'Noah's Ark' of 100 million seeds opens in permafrost of Norway

ByABC News
February 26, 2008, 8:38 PM

— -- A doomsday seed vault on a remote Norwegian island in the Arctic Ocean opened Tuesday, creating a bank of more than 100 million seeds representing every major food crop on Earth.

The Svalbard Global Seed Vault is meant to be a Noah's Ark for plant genetics. At 4 degrees below 0 F, it will preserve the thousands of regional and local crop varieties farmers worldwide have bred for thousands of years.

Were war, disease, plague or global warming to wipe out any one species, it could be replenished from the seeds stored deep in the permafrost of the mountain vault.

"Norway is proud to be playing a central role in creating a facility capable of protecting what are not just seeds but the fundamental building blocks of human civilization," Norwegian Prime Minister Jens Stoltenberg said in comments relayed by a spokesman.

Numerous seed repositories exist worldwide, but the Svalbard vault is the most comprehensive.

During the opening ceremony, a choir made up of the Norwegian construction workers who built the vault performed, and Stoltenberg and Kenyan environmentalist Wangari Maathai, winner of the 2004 Nobel Peace Prize, carried the first boxes of rice into the vault.

The vault was built on the island of Spitsbergen and is 600 miles from the North Pole. It contains seed samples from 268,000 plants. The push to create it came from concerns about diminishing biodiversity.

Modern industrial agriculture typically concentrates only on a few blockbuster plant types. That means the disease and pest resistance farmers have built up in less-favored crop varieties over many centuries can disappear when the plants are no longer planted. The bank preserves those genetics as a hedge against catastrophe.

The Svalbard Global Seed Vault was financed and established by Norway. It will be operated by the Global Crop Diversity Trust. The vault has the capacity to house 4.5 million samples, or about 2 billion seeds.

It consists of three secure rooms at the end of a 400-foot tunnel blasted out of the mountain. The seeds are sealed in four-ply foil pouches, which themselves are sealed in boxes.

+-------+

Work request A. According to the seed vault article, why can the disease and pest resistance built up in less-favored crop varieties be lost? Answer in one to three sentences.
Work request B. List every threat that the seed vault article names as capable of wiping out a species.
Work request C. From the seed vault article, write out the passage starting with "During the opening" and going on through "hedge against catastrophe.".
The records that follow are drawn from a separate source.

+-------+

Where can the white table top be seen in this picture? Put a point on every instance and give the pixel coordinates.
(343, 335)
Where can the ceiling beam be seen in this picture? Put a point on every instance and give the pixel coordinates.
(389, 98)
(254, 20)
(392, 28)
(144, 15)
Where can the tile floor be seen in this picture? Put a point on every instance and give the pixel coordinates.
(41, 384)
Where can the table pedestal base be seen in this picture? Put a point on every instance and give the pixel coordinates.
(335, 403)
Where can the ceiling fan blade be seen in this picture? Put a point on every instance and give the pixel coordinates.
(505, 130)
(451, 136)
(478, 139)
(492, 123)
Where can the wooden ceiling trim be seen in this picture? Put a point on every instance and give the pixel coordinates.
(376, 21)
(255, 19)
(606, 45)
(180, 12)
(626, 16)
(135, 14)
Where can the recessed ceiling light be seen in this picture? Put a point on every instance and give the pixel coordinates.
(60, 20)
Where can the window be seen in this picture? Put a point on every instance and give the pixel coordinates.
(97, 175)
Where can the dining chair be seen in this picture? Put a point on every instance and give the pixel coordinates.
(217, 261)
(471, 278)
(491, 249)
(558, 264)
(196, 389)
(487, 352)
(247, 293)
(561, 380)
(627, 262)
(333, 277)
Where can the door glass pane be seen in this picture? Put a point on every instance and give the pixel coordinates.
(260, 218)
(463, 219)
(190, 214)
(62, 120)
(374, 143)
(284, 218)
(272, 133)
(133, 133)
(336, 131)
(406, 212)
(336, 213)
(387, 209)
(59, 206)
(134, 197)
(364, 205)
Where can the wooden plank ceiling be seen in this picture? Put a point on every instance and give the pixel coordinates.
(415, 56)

+-------+

Answer box A. Modern industrial agriculture typically concentrates on only a few blockbuster plant types. As a result, when less-favored varieties are no longer planted, the disease and pest resistance that farmers built up in them over many centuries can disappear.

Answer box B.
- War
- Disease
- Plague
- Global warming

Answer box C.
During the opening ceremony, a choir made up of the Norwegian construction workers who built the vault performed, and Stoltenberg and Kenyan environmentalist Wangari Maathai, winner of the 2004 Nobel Peace Prize, carried the first boxes of rice into the vault.

The vault was built on the island of Spitsbergen and is 600 miles from the North Pole. It contains seed samples from 268,000 plants. The push to create it came from concerns about diminishing biodiversity.

Modern industrial agriculture typically concentrates only on a few blockbuster plant types. That means the disease and pest resistance farmers have built up in less-favored crop varieties over many centuries can disappear when the plants are no longer planted. The bank preserves those genetics as a hedge against catastrophe.